* To do
1. According to the modified base model walk-through, what kind of model is the pre-trained model it provides?
2. Copy the modified base model walk-through from the words "# Train modified" through "H. sapiens (NA12878)", and swap "--device 0" for "--device 1" each time it occurs in that stretch.
3. Continue the modified base model walk-through from where it stops.

* Excerpted text
************
Training a Modified Base Model

This walk-through trains a model capable of calling 5mC and 6mA occurring certain biological contexts:

CpG methylation in human
DAM (6mA) and DCM (5mC) methylation in E. coli.

Models can be created for other modifications and contexts given appropriate training data.

The model will be trained from a set of reads and read-specific references, marked up with the location and type of modification. A pre-trained model is used to create a mapping from the read to the reference but this model need not be modification aware. The model provided is a canonical base model from R9.4.1 trained from native DNA.

For the impatient, the following commands will be run. These will be explained, step-by-step, in following sections.

# Download and unpack training data
wget  https://s3-eu-west-1.amazonaws.com/ont-research/taiyaki_modbase.tar.gz
tar zxvf taiyaki_modbase.tar.gz
cd taiyaki_modbase

# Obtain and install Taiyaki
git clone https://github.com/nanoporetech/taiyaki
cd taiyaki && make install && cd ..

# Create Per-read Scaling Parameters
generate_per_read_params.py --jobs 32 reads > modbase.tsv

# Create Mapped Read File
prepare_mapped_reads.py --jobs 32 --mod Z C 5mC --mod Y A 6mA reads modbase.tsv modbase.hdf5 pretrained/r941_dna_minion.checkpoint modbase_references.fasta

# Train modified base model
train_flipflop.py --device 0 taiyaki/models/mLstm_cat_mod_flipflop.py modbase.hdf5

# Basecall
basecall.py --device 0 --modified_base_output basecalls.hdf5 reads training/model_final.checkpoint > basecalls.fa

Download and Unpack Training Data

Download the training data, consisting of 10k R9.4.1 reads from a DNA sample of the following organisms.

E. coli (K12)
H. sapiens (NA12878)

wget  https://s3-eu-west-1.amazonaws.com/ont-research/taiyaki_modbase.tar.gz
# On some platforms, curl may be installed instead of wget
# curl -O https://s3-eu-west-1.amazonaws.com/ont-research/taiyaki_modbase.tar.gz
tar zxvf taiyaki_modbase.tar.gz
cd taiyaki_modbase

Unpacking the taiyaki_modbase.tar.gz archive creates a directory taiyaki_modbase containing the files needed for this walk-through. An additional directory taiyaki_modbase/intermediate_files contains examples of the outputs that will be created.

intermediate_files (examples of file created during walk-through)
- modbase.hdf5
- modbase.tsv
pretrained (pre-trained models used for mapping reads)
************
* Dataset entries
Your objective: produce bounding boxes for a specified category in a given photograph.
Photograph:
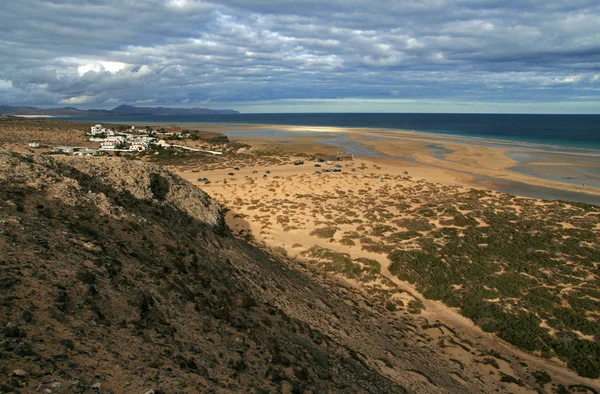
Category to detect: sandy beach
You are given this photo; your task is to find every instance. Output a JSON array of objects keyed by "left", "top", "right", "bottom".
[
  {"left": 163, "top": 121, "right": 600, "bottom": 392},
  {"left": 169, "top": 124, "right": 600, "bottom": 204}
]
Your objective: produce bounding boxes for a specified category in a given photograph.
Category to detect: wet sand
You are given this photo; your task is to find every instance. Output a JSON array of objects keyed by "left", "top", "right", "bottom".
[{"left": 170, "top": 124, "right": 600, "bottom": 204}]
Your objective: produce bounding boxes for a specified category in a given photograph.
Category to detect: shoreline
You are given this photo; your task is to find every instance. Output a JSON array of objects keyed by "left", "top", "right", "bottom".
[
  {"left": 168, "top": 124, "right": 600, "bottom": 205},
  {"left": 175, "top": 154, "right": 599, "bottom": 392}
]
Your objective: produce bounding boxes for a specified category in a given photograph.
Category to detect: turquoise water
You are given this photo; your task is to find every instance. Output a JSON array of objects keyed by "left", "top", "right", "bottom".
[{"left": 65, "top": 113, "right": 600, "bottom": 151}]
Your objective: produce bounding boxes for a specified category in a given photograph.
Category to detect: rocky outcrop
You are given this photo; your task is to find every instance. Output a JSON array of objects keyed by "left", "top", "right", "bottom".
[{"left": 0, "top": 153, "right": 496, "bottom": 393}]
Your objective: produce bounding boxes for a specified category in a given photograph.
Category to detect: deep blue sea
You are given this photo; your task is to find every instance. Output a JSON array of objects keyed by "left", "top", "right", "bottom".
[{"left": 65, "top": 113, "right": 600, "bottom": 150}]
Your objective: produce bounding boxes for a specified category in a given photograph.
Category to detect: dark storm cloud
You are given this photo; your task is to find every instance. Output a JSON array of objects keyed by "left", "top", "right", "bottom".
[{"left": 0, "top": 0, "right": 600, "bottom": 111}]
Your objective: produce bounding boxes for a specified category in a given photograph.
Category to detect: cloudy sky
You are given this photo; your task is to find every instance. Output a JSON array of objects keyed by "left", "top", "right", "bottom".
[{"left": 0, "top": 0, "right": 600, "bottom": 113}]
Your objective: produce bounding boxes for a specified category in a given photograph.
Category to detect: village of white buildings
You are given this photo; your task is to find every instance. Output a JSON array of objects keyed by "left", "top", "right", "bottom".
[{"left": 28, "top": 124, "right": 223, "bottom": 156}]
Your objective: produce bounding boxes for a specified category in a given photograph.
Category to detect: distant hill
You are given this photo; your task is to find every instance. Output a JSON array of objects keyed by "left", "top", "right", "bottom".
[
  {"left": 0, "top": 104, "right": 239, "bottom": 116},
  {"left": 0, "top": 152, "right": 493, "bottom": 394}
]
************
* Task-by-task answers
1. It is a canonical base model from R9.4.1 trained from native DNA.

2.
# Train modified base model
train_flipflop.py --device 1 taiyaki/models/mLstm_cat_mod_flipflop.py modbase.hdf5

# Basecall
basecall.py --device 1 --modified_base_output basecalls.hdf5 reads training/model_final.checkpoint > basecalls.fa

Download and Unpack Training Data

Download the training data, consisting of 10k R9.4.1 reads from a DNA sample of the following organisms.

E. coli (K12)
H. sapiens (NA12878)

3.
- r941_dna_minion.checkpoint
- r941_rna_minion.checkpoint
reads
- 10k single-read fast5 files for training
modbase_references.fasta

Obtain and install Taiyaki

Download the Taiyaki software and install into a Python virtual environment. For further information, see https://github.com/nanoporetech/taiyaki

git clone https://github.com/nanoporetech/taiyaki
(cd taiyaki && make install)
source taiyaki/venv/activate

The remainder of this walk-through assumes that the working directory is taiyaki_modbase, containing the data to train from, and that the taiyaki virtual environment is activated.

Create Per-read Scaling Parameters

Taiyaki allows a great deal of flexibility is how reads are scaled and trimmed before mapping, parameters for each read being contained in a tab-separated-variable (tsv) file with the following columns:

UUID
trim_start
trim_end
shift
scale

The generate_per_read_params.py script analyses a directory of reads and produces a compatible tsv file using a default scaling method.

generate_per_read_params.py --jobs 32 reads > modbase.tsv

--jobs 32	Run using 32 threads
reads	Directory containing fast5 reads files
> modbase.tsv	Redirect output to `modbase.tsv` file. Default is write to `stdout`

Create Mapped Read File

Taiyaki's main input format is a file containing mapped reads and necessary data to select chunks of reads for training. The prepare_mapped_reads.py script takes the previously prepared files and processes them into final input file.

The mapped read file is prepared from a set of fast5 files and read-specific references stored in as fasta file. Each read-specific reference should be marked up with the location of any modifications, represented by an alternative base 'letter', that is specified on the command line.

In reference file provided, 5mC is represented by 'Z' and 6mA by 'Y' but these should not be considered definitive or assumed to be compatible with other software. There are few standards for what letters represent modifications in DNA / RNA sequences and the final choice is left to the user.

An example reference might look like:

>f7630a4a-de56-4081-b203-49832119a4a9
ATCAGCATCCGCAAGCCZAGGGYTCACCCGGACATGTTGCAGCGAAAACTGACGACGTAATTGAGTTTCAT

The following creates the input data for training. Notice that each modification is given as a separate argument, describing: the letter used to represent it in the fasta file, the canonical base it is "equivalent" to, and a convenient name.

prepare_mapped_reads.py --jobs 32 --mod Z C 5mC --mod Y A 6mA reads modbase.tsv modbase.hdf5 pretrained/r941_dna_minion.checkpoint modbase_references.fasta

--jobs 32	Number of threads to run simultaneously
--mod Z C 5mC --mod Y A 6mA	Description of each modification. Letter used to represent modificaton in modbase_references.fasta, the canonical base for the modification, and a name.
reads	Directory contain reads in fast5 format
modbases.tsv	Per-read scaling and trimming parameters
modbases.hdf5	Output file. A HDF5 format file, structured according to (docs/FILE_FORMATS.md)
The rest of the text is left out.